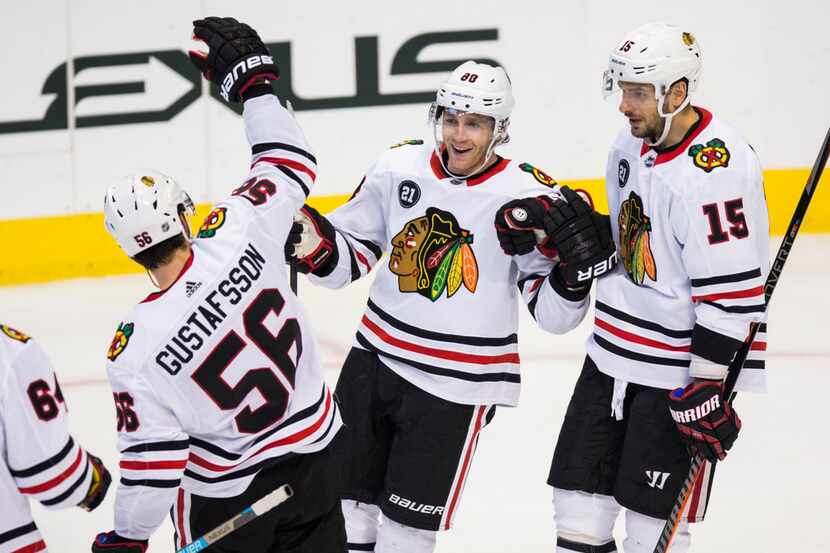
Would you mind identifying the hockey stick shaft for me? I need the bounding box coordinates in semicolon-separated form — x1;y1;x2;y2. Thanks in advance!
653;125;830;553
290;258;298;294
176;484;293;553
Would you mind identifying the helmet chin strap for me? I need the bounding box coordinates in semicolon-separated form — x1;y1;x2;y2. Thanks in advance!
647;93;691;148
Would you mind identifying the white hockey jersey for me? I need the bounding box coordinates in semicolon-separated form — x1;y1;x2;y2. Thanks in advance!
585;108;769;391
0;325;95;553
106;95;341;540
309;142;591;406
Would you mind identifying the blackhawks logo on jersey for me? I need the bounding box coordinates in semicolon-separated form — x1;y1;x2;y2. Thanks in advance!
389;207;478;301
197;207;227;238
619;191;657;284
519;163;557;187
389;139;424;149
688;138;730;173
1;324;30;343
107;322;134;361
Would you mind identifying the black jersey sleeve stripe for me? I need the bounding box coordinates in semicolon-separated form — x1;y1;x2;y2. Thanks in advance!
743;359;766;369
702;301;766;314
593;334;691;368
251;142;317;164
347;543;376;552
758;322;767;332
0;522;37;545
690;268;762;288
367;299;517;346
517;273;545;291
120;477;181;488
556;537;617;553
690;324;743;365
356;332;521;383
40;460;90;506
595;301;693;339
9;437;74;477
341;235;361;282
273;165;310;197
121;439;190;455
346;232;383;261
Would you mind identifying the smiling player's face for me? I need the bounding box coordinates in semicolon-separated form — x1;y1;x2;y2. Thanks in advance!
441;111;495;175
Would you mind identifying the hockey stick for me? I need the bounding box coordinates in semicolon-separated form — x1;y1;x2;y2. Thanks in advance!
653;125;830;553
290;258;298;294
176;484;293;553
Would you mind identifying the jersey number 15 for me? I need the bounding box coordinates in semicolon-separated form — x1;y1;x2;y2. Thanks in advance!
702;198;749;245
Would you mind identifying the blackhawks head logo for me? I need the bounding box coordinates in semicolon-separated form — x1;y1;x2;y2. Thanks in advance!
197;207;227;238
1;324;30;343
618;191;657;284
107;322;134;361
389;207;478;301
688;138;730;173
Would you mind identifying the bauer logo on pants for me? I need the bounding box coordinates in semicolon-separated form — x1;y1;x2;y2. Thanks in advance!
388;207;478;301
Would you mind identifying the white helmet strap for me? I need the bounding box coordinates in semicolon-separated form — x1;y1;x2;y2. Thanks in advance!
647;86;691;147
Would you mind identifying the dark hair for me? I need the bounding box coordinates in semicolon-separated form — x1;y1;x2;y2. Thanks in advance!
132;233;187;270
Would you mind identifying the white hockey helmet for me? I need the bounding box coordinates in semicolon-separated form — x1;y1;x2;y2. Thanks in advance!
602;23;702;144
428;61;515;174
104;171;195;258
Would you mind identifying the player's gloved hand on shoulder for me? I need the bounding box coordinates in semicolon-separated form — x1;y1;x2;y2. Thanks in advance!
494;196;556;256
545;186;617;287
668;380;741;462
189;16;279;103
78;453;111;512
284;205;338;277
91;531;148;553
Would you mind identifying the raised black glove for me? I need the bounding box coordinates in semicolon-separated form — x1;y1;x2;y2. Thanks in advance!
189;17;279;103
284;205;338;276
78;453;111;511
494;196;556;256
91;531;148;553
544;186;617;287
668;380;741;462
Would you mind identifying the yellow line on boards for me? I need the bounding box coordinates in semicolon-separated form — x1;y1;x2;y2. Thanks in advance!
0;168;826;286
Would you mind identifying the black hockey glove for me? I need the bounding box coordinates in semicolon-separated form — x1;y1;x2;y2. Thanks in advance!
189;17;279;103
668;380;741;462
284;205;338;277
78;453;111;511
544;186;617;287
494;196;556;256
91;531;148;553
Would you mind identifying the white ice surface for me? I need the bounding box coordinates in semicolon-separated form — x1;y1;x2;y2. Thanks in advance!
2;236;828;552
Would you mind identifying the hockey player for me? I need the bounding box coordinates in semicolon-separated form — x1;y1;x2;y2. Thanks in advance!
285;62;616;552
0;324;111;552
91;18;344;553
545;23;770;553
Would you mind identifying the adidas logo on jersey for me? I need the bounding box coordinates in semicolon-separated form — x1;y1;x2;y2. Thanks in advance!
185;281;202;298
646;470;670;489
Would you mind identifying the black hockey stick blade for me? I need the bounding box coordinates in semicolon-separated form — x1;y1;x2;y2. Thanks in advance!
653;125;830;553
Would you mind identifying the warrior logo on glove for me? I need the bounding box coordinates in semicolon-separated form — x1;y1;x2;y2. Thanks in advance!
389;207;478;301
618;191;657;284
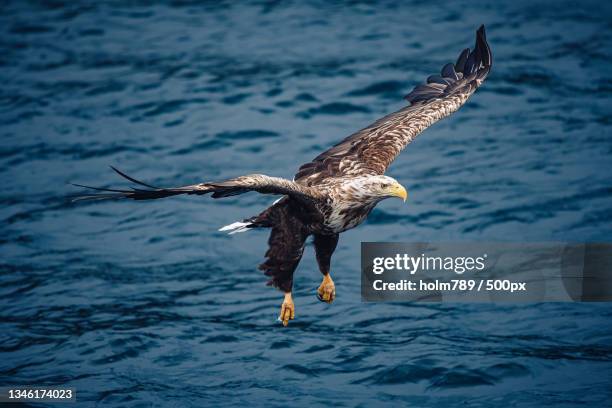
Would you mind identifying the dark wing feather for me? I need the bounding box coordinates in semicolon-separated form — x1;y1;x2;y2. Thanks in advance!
72;167;321;206
258;202;309;293
294;25;492;184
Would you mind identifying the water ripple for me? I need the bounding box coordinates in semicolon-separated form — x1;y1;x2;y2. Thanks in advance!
1;0;611;407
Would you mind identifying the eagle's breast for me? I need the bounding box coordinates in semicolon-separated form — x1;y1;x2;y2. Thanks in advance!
319;184;377;233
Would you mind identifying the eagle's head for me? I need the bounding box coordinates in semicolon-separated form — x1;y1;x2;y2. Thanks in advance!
348;175;408;203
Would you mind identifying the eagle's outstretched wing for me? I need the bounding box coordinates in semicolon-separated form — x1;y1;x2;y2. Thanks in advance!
294;25;492;185
72;166;321;206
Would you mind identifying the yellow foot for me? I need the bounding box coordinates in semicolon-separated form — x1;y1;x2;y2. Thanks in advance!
279;292;295;327
317;274;335;303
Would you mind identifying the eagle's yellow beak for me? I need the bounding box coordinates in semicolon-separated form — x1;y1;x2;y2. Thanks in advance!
389;183;408;202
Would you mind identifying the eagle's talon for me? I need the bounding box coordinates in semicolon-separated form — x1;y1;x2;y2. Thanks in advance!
279;293;295;327
317;274;335;303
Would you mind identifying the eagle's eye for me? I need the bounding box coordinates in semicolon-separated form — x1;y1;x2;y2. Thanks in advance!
380;183;390;188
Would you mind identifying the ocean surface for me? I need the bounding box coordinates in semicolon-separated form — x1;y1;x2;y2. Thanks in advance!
1;1;611;406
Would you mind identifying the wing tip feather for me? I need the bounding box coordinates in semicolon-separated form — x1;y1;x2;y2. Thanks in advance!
404;24;492;105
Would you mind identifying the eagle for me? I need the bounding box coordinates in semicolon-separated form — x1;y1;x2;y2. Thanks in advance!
74;26;492;326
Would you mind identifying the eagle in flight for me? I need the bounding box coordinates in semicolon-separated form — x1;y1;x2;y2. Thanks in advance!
74;26;492;326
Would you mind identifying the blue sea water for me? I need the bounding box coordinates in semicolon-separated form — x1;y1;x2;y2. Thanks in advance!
1;0;612;406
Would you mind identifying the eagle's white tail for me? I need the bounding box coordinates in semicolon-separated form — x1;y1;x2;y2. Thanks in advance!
219;221;252;234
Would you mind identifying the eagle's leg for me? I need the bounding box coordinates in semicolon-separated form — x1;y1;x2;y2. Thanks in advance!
314;233;339;303
279;292;295;327
258;201;308;326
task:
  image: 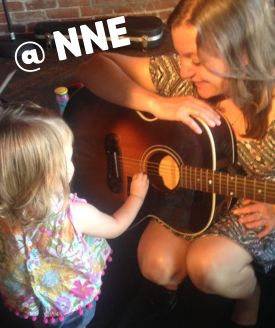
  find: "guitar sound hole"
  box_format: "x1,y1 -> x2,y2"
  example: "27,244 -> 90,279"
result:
159,155 -> 180,190
146,153 -> 180,192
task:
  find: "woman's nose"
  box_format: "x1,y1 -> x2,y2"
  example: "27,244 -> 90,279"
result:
180,62 -> 196,79
179,56 -> 200,80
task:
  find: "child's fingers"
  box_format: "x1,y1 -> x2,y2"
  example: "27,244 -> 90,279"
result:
133,172 -> 148,181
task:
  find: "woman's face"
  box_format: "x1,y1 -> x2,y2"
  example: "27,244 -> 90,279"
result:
172,23 -> 228,99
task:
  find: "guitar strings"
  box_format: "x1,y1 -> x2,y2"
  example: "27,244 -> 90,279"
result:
119,155 -> 273,183
117,156 -> 275,196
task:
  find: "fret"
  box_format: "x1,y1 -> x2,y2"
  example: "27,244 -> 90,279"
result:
229,176 -> 234,196
226,174 -> 229,196
212,169 -> 214,193
194,168 -> 197,191
206,169 -> 209,192
180,164 -> 183,187
189,166 -> 192,190
244,176 -> 247,199
187,166 -> 188,188
178,165 -> 274,204
219,171 -> 222,195
178,164 -> 275,204
257,186 -> 263,200
264,180 -> 267,202
200,168 -> 202,191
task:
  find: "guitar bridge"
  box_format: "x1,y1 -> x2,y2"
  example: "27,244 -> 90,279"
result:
105,133 -> 122,193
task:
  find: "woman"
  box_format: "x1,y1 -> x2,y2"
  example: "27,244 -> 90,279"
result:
77,0 -> 275,326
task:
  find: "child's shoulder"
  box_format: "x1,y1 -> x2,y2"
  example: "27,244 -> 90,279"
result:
69,193 -> 87,205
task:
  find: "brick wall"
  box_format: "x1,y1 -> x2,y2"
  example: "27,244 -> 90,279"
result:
0,0 -> 179,36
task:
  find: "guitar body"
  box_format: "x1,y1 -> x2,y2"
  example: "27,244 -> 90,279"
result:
64,87 -> 236,236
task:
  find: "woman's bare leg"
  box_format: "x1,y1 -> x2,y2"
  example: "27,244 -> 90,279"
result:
186,235 -> 259,325
138,220 -> 190,290
231,283 -> 260,325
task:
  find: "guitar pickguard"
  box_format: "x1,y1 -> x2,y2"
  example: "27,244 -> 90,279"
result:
105,133 -> 122,193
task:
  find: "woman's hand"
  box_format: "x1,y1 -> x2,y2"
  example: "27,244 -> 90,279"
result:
151,95 -> 221,134
233,199 -> 275,238
130,172 -> 149,201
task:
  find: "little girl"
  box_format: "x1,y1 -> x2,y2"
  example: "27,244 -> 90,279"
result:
0,102 -> 149,327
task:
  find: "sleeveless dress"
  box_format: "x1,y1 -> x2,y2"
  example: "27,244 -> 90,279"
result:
0,194 -> 112,324
149,54 -> 275,273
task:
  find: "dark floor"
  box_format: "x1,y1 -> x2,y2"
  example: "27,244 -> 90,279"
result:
1,30 -> 275,328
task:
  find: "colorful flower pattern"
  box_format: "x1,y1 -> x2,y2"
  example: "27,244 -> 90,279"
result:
0,194 -> 112,318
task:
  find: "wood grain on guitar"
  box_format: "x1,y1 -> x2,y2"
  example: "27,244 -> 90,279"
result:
64,88 -> 275,237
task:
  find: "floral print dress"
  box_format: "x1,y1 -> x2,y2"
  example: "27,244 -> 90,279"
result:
0,194 -> 112,323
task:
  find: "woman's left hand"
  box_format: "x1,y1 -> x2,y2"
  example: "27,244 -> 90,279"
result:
233,199 -> 275,238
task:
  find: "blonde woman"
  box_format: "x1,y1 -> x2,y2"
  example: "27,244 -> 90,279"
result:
77,0 -> 275,327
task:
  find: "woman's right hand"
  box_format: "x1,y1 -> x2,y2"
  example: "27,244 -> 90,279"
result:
151,95 -> 221,134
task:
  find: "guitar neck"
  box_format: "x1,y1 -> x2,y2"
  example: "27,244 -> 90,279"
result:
180,166 -> 275,204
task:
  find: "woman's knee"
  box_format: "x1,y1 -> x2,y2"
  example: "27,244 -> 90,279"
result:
137,221 -> 189,286
138,251 -> 179,286
186,238 -> 236,294
186,237 -> 256,296
186,244 -> 220,293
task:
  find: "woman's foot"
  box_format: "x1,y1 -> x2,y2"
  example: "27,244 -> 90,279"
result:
230,284 -> 261,326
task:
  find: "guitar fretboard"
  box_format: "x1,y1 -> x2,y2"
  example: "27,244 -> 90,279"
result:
180,166 -> 275,204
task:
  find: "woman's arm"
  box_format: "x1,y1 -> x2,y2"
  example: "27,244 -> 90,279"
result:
77,52 -> 221,134
71,173 -> 149,238
77,52 -> 157,112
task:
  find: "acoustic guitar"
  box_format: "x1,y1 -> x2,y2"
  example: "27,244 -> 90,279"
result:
64,87 -> 275,237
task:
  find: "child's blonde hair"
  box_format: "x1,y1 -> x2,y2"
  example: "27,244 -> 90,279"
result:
0,102 -> 73,226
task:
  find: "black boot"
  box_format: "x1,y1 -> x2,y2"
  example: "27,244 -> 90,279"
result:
114,279 -> 182,328
226,320 -> 258,328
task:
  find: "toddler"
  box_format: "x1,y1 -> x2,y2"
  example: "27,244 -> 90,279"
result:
0,102 -> 149,327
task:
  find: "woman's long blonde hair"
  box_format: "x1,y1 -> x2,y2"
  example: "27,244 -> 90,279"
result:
0,102 -> 73,226
169,0 -> 275,139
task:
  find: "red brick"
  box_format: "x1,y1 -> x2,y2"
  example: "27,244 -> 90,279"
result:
11,11 -> 46,23
92,0 -> 120,4
46,8 -> 80,19
0,12 -> 5,24
146,0 -> 178,11
113,7 -> 142,14
58,0 -> 89,7
25,0 -> 57,11
80,6 -> 109,18
0,0 -> 177,37
0,2 -> 25,13
0,24 -> 8,34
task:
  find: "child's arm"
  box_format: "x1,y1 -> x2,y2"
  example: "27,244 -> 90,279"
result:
71,173 -> 149,238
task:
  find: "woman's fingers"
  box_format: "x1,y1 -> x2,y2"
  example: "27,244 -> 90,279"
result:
183,96 -> 221,125
233,200 -> 275,238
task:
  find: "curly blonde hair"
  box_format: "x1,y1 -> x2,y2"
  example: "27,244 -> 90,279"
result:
0,102 -> 73,226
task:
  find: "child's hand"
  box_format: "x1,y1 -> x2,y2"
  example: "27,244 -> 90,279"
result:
130,172 -> 149,201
════
* _TO DO_: Some lines contain the word "guitar". Pull each one out of the listing.

* _YOUR RESPONSE_:
  find: "guitar sound hole"
  find: "guitar strings"
  find: "guitar bridge"
  find: "guitar body"
  find: "guitar pickguard"
  find: "wood grain on guitar"
  find: "guitar neck"
  find: "guitar fretboard"
  find: "acoustic guitar"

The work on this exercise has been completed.